--- Begin WORKING DATA ---

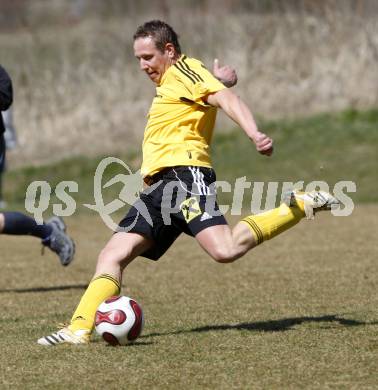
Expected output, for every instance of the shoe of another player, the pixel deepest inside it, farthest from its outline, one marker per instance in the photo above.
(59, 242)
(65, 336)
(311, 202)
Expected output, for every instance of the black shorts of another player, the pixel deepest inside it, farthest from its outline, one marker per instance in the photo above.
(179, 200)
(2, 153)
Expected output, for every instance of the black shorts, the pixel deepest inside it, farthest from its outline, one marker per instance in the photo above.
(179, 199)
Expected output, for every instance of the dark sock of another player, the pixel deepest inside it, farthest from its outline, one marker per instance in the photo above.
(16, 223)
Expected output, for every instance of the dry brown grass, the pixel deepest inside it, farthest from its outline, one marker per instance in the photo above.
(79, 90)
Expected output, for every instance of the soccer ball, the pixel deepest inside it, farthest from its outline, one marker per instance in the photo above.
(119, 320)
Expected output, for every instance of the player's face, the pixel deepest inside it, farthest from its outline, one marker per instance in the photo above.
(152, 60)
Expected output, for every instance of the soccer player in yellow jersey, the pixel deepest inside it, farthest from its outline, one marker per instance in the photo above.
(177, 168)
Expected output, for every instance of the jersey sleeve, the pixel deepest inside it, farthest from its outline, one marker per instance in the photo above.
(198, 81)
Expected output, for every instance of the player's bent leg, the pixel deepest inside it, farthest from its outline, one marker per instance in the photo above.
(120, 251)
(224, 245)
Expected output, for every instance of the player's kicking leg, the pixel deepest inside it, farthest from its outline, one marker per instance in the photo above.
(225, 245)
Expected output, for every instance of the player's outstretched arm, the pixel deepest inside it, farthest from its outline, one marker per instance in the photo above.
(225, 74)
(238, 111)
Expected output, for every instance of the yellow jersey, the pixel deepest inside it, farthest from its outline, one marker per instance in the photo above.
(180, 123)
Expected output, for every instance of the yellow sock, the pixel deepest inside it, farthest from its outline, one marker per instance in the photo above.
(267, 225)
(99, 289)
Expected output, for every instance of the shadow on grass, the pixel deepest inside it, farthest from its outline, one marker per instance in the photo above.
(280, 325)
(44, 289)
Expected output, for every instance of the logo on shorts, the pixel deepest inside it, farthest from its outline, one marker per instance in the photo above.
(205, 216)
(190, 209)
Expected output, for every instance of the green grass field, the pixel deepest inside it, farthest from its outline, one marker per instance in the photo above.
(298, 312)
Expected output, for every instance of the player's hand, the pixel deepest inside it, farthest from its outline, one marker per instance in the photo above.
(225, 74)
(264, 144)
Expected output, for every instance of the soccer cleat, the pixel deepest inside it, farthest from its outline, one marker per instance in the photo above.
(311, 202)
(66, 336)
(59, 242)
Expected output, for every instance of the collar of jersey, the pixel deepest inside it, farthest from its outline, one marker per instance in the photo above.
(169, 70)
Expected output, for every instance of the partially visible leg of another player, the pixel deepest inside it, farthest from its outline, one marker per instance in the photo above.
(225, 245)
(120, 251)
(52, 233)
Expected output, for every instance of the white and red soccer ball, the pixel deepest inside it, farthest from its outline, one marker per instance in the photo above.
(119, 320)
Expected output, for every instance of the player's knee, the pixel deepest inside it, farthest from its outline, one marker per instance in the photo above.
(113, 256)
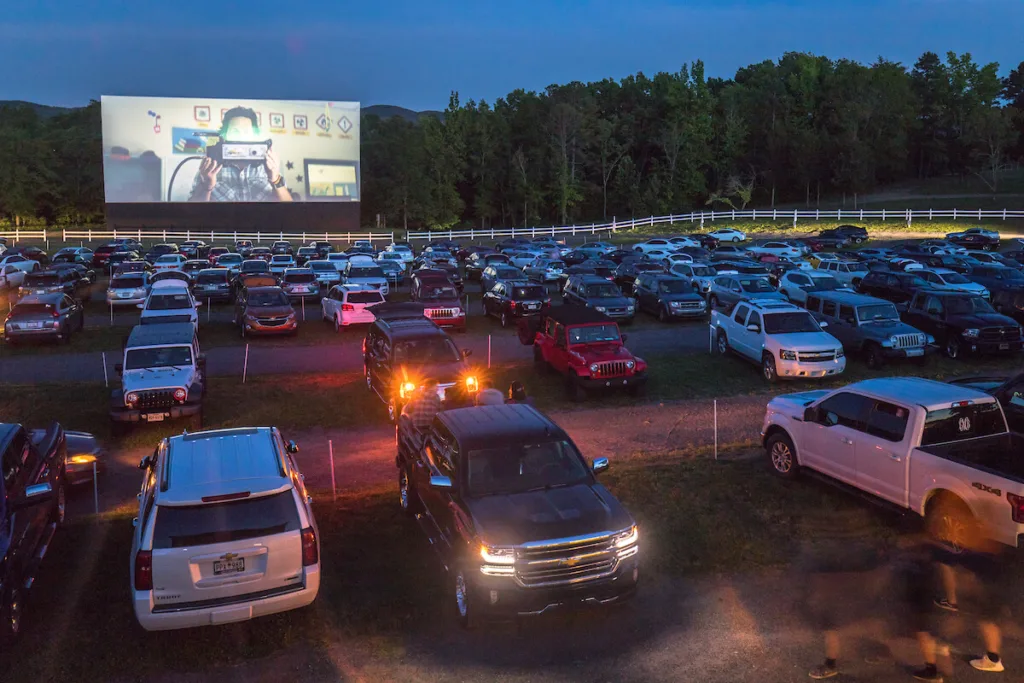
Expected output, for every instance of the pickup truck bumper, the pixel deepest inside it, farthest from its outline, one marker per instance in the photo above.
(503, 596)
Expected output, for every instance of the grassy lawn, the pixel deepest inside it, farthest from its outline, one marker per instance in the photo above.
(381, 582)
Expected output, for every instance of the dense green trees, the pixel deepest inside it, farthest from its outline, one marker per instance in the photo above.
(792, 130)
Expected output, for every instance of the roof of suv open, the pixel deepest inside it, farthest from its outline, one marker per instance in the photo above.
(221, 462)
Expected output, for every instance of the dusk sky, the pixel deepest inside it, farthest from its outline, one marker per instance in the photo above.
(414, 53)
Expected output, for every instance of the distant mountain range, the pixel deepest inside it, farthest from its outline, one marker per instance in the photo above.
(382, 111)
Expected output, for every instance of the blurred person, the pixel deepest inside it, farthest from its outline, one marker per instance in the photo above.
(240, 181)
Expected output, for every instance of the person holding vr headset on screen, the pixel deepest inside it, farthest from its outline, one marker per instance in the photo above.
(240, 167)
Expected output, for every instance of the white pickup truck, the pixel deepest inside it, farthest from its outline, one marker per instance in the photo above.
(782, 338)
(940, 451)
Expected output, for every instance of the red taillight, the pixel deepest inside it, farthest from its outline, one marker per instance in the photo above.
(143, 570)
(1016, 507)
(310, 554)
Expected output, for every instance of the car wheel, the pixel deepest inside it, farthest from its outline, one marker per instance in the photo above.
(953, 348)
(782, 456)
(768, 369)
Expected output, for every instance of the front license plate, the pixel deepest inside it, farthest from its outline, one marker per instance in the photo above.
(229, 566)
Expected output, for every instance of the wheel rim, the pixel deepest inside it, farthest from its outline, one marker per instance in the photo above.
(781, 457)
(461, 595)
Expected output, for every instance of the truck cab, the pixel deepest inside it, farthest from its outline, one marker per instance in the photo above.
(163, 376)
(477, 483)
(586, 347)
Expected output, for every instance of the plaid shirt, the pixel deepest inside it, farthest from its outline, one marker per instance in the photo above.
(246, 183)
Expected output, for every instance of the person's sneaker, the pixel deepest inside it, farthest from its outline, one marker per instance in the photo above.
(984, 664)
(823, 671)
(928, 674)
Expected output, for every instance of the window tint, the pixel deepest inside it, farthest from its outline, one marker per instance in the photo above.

--- End WORKING DATA ---

-- TASK STATEMENT --
Starting with the line that contains "Expected output, for every instance of the truck" and running through the end of the records, write out those lines again, requests included, and add 121 to every number in the answer coordinates.

-- SOLUTION TO THIS EXERCISE --
Expected output, for every instance of the truck cab, the pixel deepest inside it, farthest from its outline, one marker per instance in the photo above.
(284, 497)
(598, 604)
(707, 468)
Expected output, for every instance of the plaid shirt, the pixel deepest inside it, farthest from its outline, one marker per instance in the photo above.
(367, 304)
Expected output, for every instance of the person's sneaker, the pixel deepest inside it, farthest from its outline, one marker per instance in the photo above.
(1105, 785)
(944, 792)
(1049, 795)
Expected output, for every instance of the window tint, the pixel deepest inside it, farthest from its outline, one marker per instance in the photo above.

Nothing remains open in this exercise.